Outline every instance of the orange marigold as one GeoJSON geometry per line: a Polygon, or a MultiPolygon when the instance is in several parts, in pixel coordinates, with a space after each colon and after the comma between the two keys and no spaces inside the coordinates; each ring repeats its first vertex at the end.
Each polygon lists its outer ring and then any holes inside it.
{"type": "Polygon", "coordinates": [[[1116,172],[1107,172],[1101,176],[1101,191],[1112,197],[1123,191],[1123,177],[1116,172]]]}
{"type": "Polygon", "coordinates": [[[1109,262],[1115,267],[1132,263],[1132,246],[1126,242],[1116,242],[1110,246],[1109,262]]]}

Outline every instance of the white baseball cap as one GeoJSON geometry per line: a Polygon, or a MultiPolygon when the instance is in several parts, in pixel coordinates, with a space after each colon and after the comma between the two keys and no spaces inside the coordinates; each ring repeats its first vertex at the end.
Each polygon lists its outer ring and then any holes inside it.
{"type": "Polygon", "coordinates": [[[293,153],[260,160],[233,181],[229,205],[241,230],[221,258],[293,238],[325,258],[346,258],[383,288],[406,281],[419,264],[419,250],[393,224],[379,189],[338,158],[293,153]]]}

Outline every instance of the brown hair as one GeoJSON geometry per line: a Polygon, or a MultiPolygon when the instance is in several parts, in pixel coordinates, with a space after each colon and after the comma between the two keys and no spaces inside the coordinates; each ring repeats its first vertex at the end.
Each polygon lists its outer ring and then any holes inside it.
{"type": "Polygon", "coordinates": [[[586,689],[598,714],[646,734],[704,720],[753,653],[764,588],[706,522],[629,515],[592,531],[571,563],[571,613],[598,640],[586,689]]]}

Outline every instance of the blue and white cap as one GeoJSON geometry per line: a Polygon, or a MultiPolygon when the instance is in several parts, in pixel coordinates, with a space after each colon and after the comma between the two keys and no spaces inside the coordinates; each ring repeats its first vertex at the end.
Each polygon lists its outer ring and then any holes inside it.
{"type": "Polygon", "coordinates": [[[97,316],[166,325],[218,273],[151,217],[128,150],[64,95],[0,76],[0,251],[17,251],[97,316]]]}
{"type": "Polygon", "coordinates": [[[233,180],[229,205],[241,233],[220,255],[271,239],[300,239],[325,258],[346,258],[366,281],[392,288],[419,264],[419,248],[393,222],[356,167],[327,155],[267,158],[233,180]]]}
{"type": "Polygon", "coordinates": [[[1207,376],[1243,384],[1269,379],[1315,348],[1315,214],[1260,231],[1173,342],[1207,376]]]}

==============================

Can you reproduce the stretch from the line containing "Outline every instance of the blue" through the end of the items, swapping "blue and white cap" for "navy and white cap" and leaving everything else as it is?

## [Solution]
Outline every instance of the navy and white cap as one GeoJSON geometry per line: a Polygon, or a MultiPolygon when the instance is in several parts, in pixel coordinates, with a space after each colon and after the comma between the two keys and no spaces inside the coordinates; each ring repeats its first vertex at the end.
Each polygon lists its outer ring and then any holes inside it.
{"type": "Polygon", "coordinates": [[[97,316],[166,325],[218,273],[151,217],[128,150],[64,95],[0,76],[0,251],[17,251],[97,316]]]}
{"type": "Polygon", "coordinates": [[[233,180],[229,205],[241,233],[220,255],[271,239],[300,239],[325,258],[346,258],[366,281],[392,288],[419,264],[419,248],[393,222],[356,167],[327,155],[267,158],[233,180]]]}
{"type": "Polygon", "coordinates": [[[1207,376],[1243,384],[1269,379],[1315,348],[1315,214],[1260,231],[1173,342],[1207,376]]]}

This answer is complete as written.